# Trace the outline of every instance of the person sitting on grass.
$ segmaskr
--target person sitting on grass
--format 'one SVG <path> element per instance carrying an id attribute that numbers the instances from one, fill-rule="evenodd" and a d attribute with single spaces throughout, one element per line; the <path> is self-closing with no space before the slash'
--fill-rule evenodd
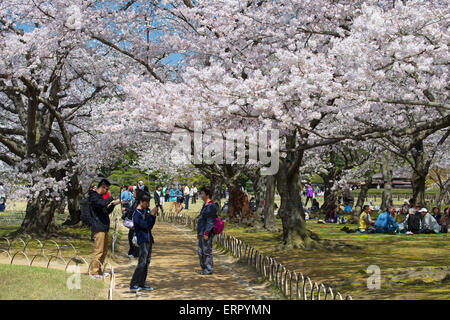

Aim of the exercise
Using the entries above, return each line in which the word "evenodd" occurs.

Answer
--format 'one SVG <path> element per instance carrying an id attribute that numbers the instances from one, fill-rule="evenodd" and a d attribute with single spaces throughout, one element per line; the <path> is self-closing with no space before the slash'
--fill-rule evenodd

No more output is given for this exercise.